++++ Data for processing
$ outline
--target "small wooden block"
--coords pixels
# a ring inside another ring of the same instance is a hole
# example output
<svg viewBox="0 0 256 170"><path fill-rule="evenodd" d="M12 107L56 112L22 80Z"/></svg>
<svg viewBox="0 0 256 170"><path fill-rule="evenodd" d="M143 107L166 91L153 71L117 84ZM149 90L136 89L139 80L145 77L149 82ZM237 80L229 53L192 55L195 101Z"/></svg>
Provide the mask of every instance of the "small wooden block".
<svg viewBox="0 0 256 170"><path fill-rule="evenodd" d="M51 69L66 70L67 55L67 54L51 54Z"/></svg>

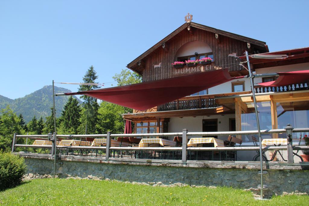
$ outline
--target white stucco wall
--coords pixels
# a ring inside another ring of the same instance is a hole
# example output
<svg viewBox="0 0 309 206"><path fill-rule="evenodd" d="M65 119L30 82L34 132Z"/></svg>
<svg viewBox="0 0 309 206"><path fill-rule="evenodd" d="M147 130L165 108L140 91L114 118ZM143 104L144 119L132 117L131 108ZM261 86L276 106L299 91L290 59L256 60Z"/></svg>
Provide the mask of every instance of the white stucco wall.
<svg viewBox="0 0 309 206"><path fill-rule="evenodd" d="M262 78L255 78L254 81L255 85L256 85L256 83L259 83L262 82ZM214 95L217 94L231 92L232 82L243 82L243 81L245 82L245 90L250 91L251 90L251 86L250 83L250 79L249 78L245 77L242 79L239 79L237 80L234 80L210 88L208 89L208 94Z"/></svg>
<svg viewBox="0 0 309 206"><path fill-rule="evenodd" d="M309 69L309 63L297 64L290 65L274 66L256 69L257 74L271 74L276 72L286 72L293 71L307 70Z"/></svg>

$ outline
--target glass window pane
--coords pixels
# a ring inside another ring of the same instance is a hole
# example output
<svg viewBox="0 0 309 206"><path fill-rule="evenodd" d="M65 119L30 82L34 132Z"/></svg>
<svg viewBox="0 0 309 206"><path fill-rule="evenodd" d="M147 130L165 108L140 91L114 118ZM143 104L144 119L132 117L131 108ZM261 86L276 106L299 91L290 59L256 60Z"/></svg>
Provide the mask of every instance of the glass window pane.
<svg viewBox="0 0 309 206"><path fill-rule="evenodd" d="M143 131L142 133L143 133L143 134L147 133L147 130L148 130L147 129L147 127L143 128Z"/></svg>
<svg viewBox="0 0 309 206"><path fill-rule="evenodd" d="M199 92L198 94L199 95L207 95L207 93L206 91L206 90L203 90L202 91L201 91Z"/></svg>
<svg viewBox="0 0 309 206"><path fill-rule="evenodd" d="M268 82L274 81L273 77L265 77L262 78L263 82Z"/></svg>
<svg viewBox="0 0 309 206"><path fill-rule="evenodd" d="M309 101L277 103L277 108L278 129L284 129L288 124L294 128L309 127ZM293 132L292 137L299 139L305 134L308 132ZM286 135L279 134L278 137L286 138Z"/></svg>
<svg viewBox="0 0 309 206"><path fill-rule="evenodd" d="M257 102L256 106L258 111L261 129L271 129L272 122L270 102ZM256 118L253 103L242 103L242 108L241 116L242 131L257 130ZM245 111L244 110L245 110ZM252 142L252 135L243 135L242 139L244 142ZM261 136L262 139L270 139L272 137L271 135L266 134Z"/></svg>
<svg viewBox="0 0 309 206"><path fill-rule="evenodd" d="M243 86L242 84L238 84L233 85L234 88L234 91L243 91Z"/></svg>
<svg viewBox="0 0 309 206"><path fill-rule="evenodd" d="M210 58L212 59L213 61L214 61L214 55L213 54L208 54L207 55L207 57L210 57Z"/></svg>
<svg viewBox="0 0 309 206"><path fill-rule="evenodd" d="M155 133L157 132L156 127L149 128L149 133Z"/></svg>
<svg viewBox="0 0 309 206"><path fill-rule="evenodd" d="M141 127L136 128L136 133L140 134L142 133L142 128Z"/></svg>

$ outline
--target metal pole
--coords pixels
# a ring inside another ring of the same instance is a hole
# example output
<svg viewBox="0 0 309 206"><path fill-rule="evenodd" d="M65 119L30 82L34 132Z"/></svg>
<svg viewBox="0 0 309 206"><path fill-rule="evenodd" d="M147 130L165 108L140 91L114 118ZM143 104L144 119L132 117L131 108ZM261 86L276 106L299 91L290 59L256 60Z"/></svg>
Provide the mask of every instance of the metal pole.
<svg viewBox="0 0 309 206"><path fill-rule="evenodd" d="M54 114L54 126L55 127L55 132L54 133L54 178L56 176L56 153L57 148L57 130L56 128L56 116L55 111L55 89L54 87L54 80L53 80L53 110Z"/></svg>
<svg viewBox="0 0 309 206"><path fill-rule="evenodd" d="M250 82L251 83L251 89L252 90L252 96L253 101L254 104L254 109L255 110L255 115L256 118L256 124L257 125L257 131L259 133L259 142L260 143L260 158L261 166L261 199L263 199L263 162L262 158L262 144L261 141L261 131L260 128L260 120L259 120L259 115L258 114L257 107L256 106L256 101L255 98L255 92L254 91L254 84L253 83L253 77L252 76L251 68L250 67L250 62L249 61L249 56L248 52L246 51L246 56L247 58L247 63L248 64L248 69L249 72L250 77Z"/></svg>

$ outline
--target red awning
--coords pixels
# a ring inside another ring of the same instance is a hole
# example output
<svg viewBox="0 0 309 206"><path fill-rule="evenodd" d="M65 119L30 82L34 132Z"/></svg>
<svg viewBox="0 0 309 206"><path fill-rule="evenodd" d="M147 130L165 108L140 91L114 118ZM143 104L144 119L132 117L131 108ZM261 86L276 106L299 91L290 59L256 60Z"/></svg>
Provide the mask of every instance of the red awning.
<svg viewBox="0 0 309 206"><path fill-rule="evenodd" d="M275 81L259 83L261 86L280 86L300 83L309 80L309 70L278 73L279 77Z"/></svg>
<svg viewBox="0 0 309 206"><path fill-rule="evenodd" d="M228 82L227 69L121 86L66 93L83 95L139 110L144 110Z"/></svg>

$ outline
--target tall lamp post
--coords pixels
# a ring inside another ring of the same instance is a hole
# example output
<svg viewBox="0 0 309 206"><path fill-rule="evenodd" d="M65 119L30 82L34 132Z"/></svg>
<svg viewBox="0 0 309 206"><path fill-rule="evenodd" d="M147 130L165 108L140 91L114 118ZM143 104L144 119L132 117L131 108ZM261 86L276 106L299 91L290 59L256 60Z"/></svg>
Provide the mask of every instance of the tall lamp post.
<svg viewBox="0 0 309 206"><path fill-rule="evenodd" d="M289 141L292 141L292 133L293 132L293 130L294 128L291 126L290 124L286 125L286 126L284 128L286 130L286 136L287 136Z"/></svg>
<svg viewBox="0 0 309 206"><path fill-rule="evenodd" d="M256 124L257 126L257 130L259 133L259 143L260 145L260 171L259 173L259 174L261 175L261 199L263 199L263 189L266 189L267 188L266 185L265 185L265 187L263 185L263 174L267 174L267 172L263 172L263 160L262 158L262 144L261 141L261 131L260 127L260 120L259 120L259 115L258 113L257 107L256 106L256 100L255 98L255 92L254 91L254 83L253 82L253 78L254 76L252 74L251 72L251 68L250 66L250 62L249 60L249 55L248 53L248 52L246 51L246 57L247 58L247 62L248 65L248 70L249 71L249 76L250 78L250 82L251 84L252 90L252 96L253 99L253 103L254 104L254 109L255 111L255 115L256 119ZM258 59L286 59L288 56L286 55L267 55L262 54L255 54L250 55L250 57L252 58L256 58ZM258 186L258 188L259 186Z"/></svg>

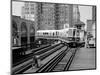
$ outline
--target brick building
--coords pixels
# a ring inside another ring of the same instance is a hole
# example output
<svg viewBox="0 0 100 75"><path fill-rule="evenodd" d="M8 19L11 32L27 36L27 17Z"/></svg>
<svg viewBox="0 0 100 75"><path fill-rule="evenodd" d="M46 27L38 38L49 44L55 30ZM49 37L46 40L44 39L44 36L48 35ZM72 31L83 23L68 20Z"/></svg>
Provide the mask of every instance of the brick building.
<svg viewBox="0 0 100 75"><path fill-rule="evenodd" d="M30 44L35 40L35 23L22 19L20 16L12 16L12 46Z"/></svg>

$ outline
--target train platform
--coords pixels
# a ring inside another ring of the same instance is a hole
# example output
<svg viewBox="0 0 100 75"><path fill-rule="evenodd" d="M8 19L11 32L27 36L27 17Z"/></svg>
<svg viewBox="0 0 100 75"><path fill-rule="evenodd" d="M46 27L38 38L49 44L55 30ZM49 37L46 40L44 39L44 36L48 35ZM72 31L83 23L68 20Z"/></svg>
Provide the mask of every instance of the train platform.
<svg viewBox="0 0 100 75"><path fill-rule="evenodd" d="M60 50L54 52L53 54L51 54L50 56L46 57L44 60L41 61L41 66L46 64L48 61L50 61L53 57L55 57L57 54L59 54L61 51L65 50L67 48L67 46L62 47ZM34 73L38 70L39 68L30 68L27 71L25 71L24 73Z"/></svg>
<svg viewBox="0 0 100 75"><path fill-rule="evenodd" d="M95 48L80 48L70 65L69 70L95 69Z"/></svg>

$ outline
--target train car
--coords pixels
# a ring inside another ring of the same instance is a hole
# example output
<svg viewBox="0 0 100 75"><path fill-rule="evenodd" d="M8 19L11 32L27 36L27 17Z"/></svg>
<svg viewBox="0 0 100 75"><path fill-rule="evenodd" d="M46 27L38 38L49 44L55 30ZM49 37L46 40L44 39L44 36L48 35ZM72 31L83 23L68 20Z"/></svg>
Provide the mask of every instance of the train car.
<svg viewBox="0 0 100 75"><path fill-rule="evenodd" d="M61 42L71 47L77 47L84 43L84 31L77 28L66 28L61 30L38 30L36 33L40 42ZM43 41L45 39L45 41Z"/></svg>

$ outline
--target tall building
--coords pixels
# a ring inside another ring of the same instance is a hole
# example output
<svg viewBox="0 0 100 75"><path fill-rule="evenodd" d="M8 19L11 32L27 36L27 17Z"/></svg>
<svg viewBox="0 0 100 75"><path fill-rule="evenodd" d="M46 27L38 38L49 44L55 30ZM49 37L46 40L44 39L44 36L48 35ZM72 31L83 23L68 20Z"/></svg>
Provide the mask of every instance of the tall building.
<svg viewBox="0 0 100 75"><path fill-rule="evenodd" d="M38 29L63 29L64 25L72 25L72 9L69 5L38 3Z"/></svg>
<svg viewBox="0 0 100 75"><path fill-rule="evenodd" d="M59 4L58 14L58 27L59 29L64 29L64 25L69 24L69 5Z"/></svg>
<svg viewBox="0 0 100 75"><path fill-rule="evenodd" d="M36 12L36 3L25 2L24 6L22 7L21 18L34 21L35 20L35 12Z"/></svg>
<svg viewBox="0 0 100 75"><path fill-rule="evenodd" d="M80 12L78 5L73 5L73 26L84 30L85 24L80 20Z"/></svg>
<svg viewBox="0 0 100 75"><path fill-rule="evenodd" d="M42 3L41 26L43 30L55 29L55 6L50 3Z"/></svg>

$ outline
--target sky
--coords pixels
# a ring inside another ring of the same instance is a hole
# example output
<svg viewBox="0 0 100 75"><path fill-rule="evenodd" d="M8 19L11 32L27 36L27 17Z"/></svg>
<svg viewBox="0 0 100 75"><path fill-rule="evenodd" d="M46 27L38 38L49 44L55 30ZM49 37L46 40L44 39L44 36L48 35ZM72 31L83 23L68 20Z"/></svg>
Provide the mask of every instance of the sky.
<svg viewBox="0 0 100 75"><path fill-rule="evenodd" d="M21 16L21 7L24 5L24 2L12 2L12 14L16 16ZM86 23L87 19L92 18L92 6L79 6L80 11L80 20Z"/></svg>

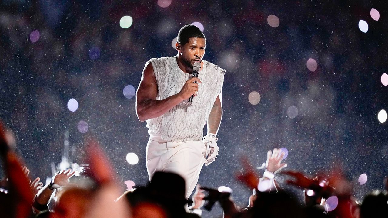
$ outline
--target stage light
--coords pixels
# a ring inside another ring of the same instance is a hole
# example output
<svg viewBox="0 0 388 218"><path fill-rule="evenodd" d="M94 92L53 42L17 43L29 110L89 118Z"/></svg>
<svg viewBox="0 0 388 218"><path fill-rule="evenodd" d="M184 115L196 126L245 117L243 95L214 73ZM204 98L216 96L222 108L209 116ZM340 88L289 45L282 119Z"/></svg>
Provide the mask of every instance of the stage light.
<svg viewBox="0 0 388 218"><path fill-rule="evenodd" d="M325 204L325 209L326 211L330 211L336 209L338 205L338 198L336 196L329 197L326 200Z"/></svg>
<svg viewBox="0 0 388 218"><path fill-rule="evenodd" d="M71 112L74 112L78 109L78 102L74 98L72 98L68 101L68 108Z"/></svg>
<svg viewBox="0 0 388 218"><path fill-rule="evenodd" d="M315 60L313 58L308 58L307 63L306 63L306 66L309 70L314 72L317 70L318 64L317 64L317 61Z"/></svg>
<svg viewBox="0 0 388 218"><path fill-rule="evenodd" d="M381 83L385 86L388 85L388 74L384 73L381 75Z"/></svg>
<svg viewBox="0 0 388 218"><path fill-rule="evenodd" d="M88 129L89 129L89 127L87 123L83 120L81 120L78 122L78 125L77 125L77 129L78 129L78 130L81 133L86 133L86 132L88 131Z"/></svg>
<svg viewBox="0 0 388 218"><path fill-rule="evenodd" d="M125 98L130 99L135 96L136 91L135 90L135 87L130 85L128 85L124 88L123 90L123 94Z"/></svg>
<svg viewBox="0 0 388 218"><path fill-rule="evenodd" d="M139 158L135 153L128 153L126 154L126 161L128 163L135 165L139 162Z"/></svg>
<svg viewBox="0 0 388 218"><path fill-rule="evenodd" d="M162 8L166 8L171 4L171 0L158 0L158 5Z"/></svg>
<svg viewBox="0 0 388 218"><path fill-rule="evenodd" d="M177 47L175 46L175 43L177 43L177 40L178 40L178 38L175 37L174 38L174 39L171 41L171 46L172 46L173 48L176 50Z"/></svg>
<svg viewBox="0 0 388 218"><path fill-rule="evenodd" d="M387 120L387 112L385 110L382 110L379 112L377 115L377 118L379 119L380 122L383 123Z"/></svg>
<svg viewBox="0 0 388 218"><path fill-rule="evenodd" d="M199 29L200 29L201 31L203 32L203 25L202 25L202 24L200 23L199 22L194 22L194 23L191 24L191 25L193 25L196 26L199 28Z"/></svg>
<svg viewBox="0 0 388 218"><path fill-rule="evenodd" d="M359 183L360 185L362 185L366 183L367 180L368 180L368 177L365 173L362 174L359 177Z"/></svg>
<svg viewBox="0 0 388 218"><path fill-rule="evenodd" d="M124 183L125 185L126 185L126 190L127 191L132 189L133 188L133 186L136 185L135 182L132 180L127 180L125 182L124 182Z"/></svg>
<svg viewBox="0 0 388 218"><path fill-rule="evenodd" d="M249 103L254 105L258 104L261 99L260 94L256 91L253 91L249 93L249 95L248 96L248 100L249 101Z"/></svg>
<svg viewBox="0 0 388 218"><path fill-rule="evenodd" d="M120 19L120 26L124 29L128 28L132 25L133 20L130 16L124 16Z"/></svg>
<svg viewBox="0 0 388 218"><path fill-rule="evenodd" d="M283 157L283 159L282 160L284 160L285 159L287 158L287 156L288 156L288 150L287 149L285 148L282 148L280 149L280 151L279 152L279 155L280 155L281 154L282 152L284 153L284 156Z"/></svg>
<svg viewBox="0 0 388 218"><path fill-rule="evenodd" d="M92 60L96 60L99 58L100 54L100 48L97 46L92 47L89 50L89 57Z"/></svg>
<svg viewBox="0 0 388 218"><path fill-rule="evenodd" d="M368 31L368 24L365 21L360 20L360 22L359 22L359 28L360 29L360 30L361 31L361 32L366 33Z"/></svg>
<svg viewBox="0 0 388 218"><path fill-rule="evenodd" d="M34 43L38 41L40 37L40 33L37 30L34 30L29 34L29 40L31 42Z"/></svg>
<svg viewBox="0 0 388 218"><path fill-rule="evenodd" d="M220 192L232 193L233 190L229 187L226 186L220 186L218 187L218 191Z"/></svg>
<svg viewBox="0 0 388 218"><path fill-rule="evenodd" d="M290 106L287 110L287 115L288 117L291 119L293 119L298 116L298 114L299 111L298 110L298 108L294 105Z"/></svg>
<svg viewBox="0 0 388 218"><path fill-rule="evenodd" d="M371 10L371 17L375 21L378 21L380 18L380 13L379 13L379 11L374 9L372 9Z"/></svg>
<svg viewBox="0 0 388 218"><path fill-rule="evenodd" d="M308 189L306 193L307 196L309 196L311 197L312 196L314 196L315 195L315 192L314 191L312 190L311 189Z"/></svg>
<svg viewBox="0 0 388 218"><path fill-rule="evenodd" d="M280 22L279 19L275 15L270 15L267 17L267 22L269 26L272 27L277 27L279 26L279 24Z"/></svg>

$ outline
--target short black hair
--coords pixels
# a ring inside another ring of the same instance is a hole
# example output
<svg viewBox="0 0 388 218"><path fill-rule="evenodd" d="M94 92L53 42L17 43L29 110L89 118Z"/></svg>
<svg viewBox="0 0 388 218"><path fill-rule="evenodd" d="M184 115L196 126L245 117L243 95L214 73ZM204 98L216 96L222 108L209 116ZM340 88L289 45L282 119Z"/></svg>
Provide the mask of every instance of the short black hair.
<svg viewBox="0 0 388 218"><path fill-rule="evenodd" d="M189 41L190 38L196 38L204 39L205 35L199 28L193 25L186 25L182 28L178 33L177 42L184 45Z"/></svg>

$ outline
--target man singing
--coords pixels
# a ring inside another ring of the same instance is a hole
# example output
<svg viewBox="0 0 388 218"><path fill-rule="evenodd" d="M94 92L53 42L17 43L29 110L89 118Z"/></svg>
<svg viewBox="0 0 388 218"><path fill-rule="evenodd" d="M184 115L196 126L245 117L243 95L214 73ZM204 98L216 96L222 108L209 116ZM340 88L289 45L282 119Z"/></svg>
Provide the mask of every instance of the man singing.
<svg viewBox="0 0 388 218"><path fill-rule="evenodd" d="M225 70L203 60L206 45L198 27L182 27L175 44L177 55L148 61L136 93L138 118L146 121L149 129L146 159L150 179L157 171L179 174L185 179L186 198L204 163L208 165L218 154L216 135L222 117ZM197 78L192 76L195 62L201 64ZM203 138L206 123L208 134Z"/></svg>

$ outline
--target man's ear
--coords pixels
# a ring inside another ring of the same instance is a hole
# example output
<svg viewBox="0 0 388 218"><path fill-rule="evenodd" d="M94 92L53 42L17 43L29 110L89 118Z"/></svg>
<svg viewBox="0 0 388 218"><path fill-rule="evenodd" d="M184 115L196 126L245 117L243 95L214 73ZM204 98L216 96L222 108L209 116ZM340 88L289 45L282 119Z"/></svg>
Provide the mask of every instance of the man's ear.
<svg viewBox="0 0 388 218"><path fill-rule="evenodd" d="M175 48L176 49L177 49L177 51L178 51L178 52L179 52L180 53L182 53L182 46L180 45L180 43L177 43L177 42L176 43L175 43Z"/></svg>

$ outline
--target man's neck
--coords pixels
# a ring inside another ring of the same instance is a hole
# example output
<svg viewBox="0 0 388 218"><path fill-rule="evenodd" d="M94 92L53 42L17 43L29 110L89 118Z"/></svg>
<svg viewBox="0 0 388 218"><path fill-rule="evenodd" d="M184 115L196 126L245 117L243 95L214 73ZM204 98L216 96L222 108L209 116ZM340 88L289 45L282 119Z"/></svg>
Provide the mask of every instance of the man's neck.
++++++++
▸ **What you have to do**
Replace "stucco" with "plaster" in the rows from the first line through the line containing "69L309 63L297 64L290", both included, and change nothing else. Write out only those rows, without the pictures.

▸ **Reply**
$ outline
--target "small wooden block"
--coords pixels
# a ring inside another ring of the same instance is a hole
# example output
<svg viewBox="0 0 256 170"><path fill-rule="evenodd" d="M12 107L56 112L22 80Z"/></svg>
<svg viewBox="0 0 256 170"><path fill-rule="evenodd" d="M143 107L166 91L153 71L117 84ZM149 90L136 89L139 80L145 77L149 82ZM237 80L229 53L192 55L195 101Z"/></svg>
Provide the mask of every instance of the "small wooden block".
<svg viewBox="0 0 256 170"><path fill-rule="evenodd" d="M51 69L66 70L67 55L67 54L51 54Z"/></svg>

$ outline
--target white plaster wall
--coords pixels
# a ring inside another ring of the same instance is a hole
# example output
<svg viewBox="0 0 309 206"><path fill-rule="evenodd" d="M65 119L30 82L34 132Z"/></svg>
<svg viewBox="0 0 309 206"><path fill-rule="evenodd" d="M147 130L165 108L140 91L114 118ZM143 104L144 119L132 117L131 108ZM261 86L276 106L299 91L290 59L256 60Z"/></svg>
Provide the mask of every instance of the white plaster wall.
<svg viewBox="0 0 309 206"><path fill-rule="evenodd" d="M262 78L255 78L254 81L255 85L256 85L256 83L259 83L262 82ZM214 95L217 94L231 92L232 82L243 82L243 81L245 82L245 90L250 91L251 90L251 86L250 83L250 79L249 78L245 77L242 79L239 79L237 80L234 80L210 88L208 89L208 94Z"/></svg>
<svg viewBox="0 0 309 206"><path fill-rule="evenodd" d="M309 69L309 63L297 64L290 65L274 66L256 69L257 74L271 74L276 72L286 72L293 71L307 70Z"/></svg>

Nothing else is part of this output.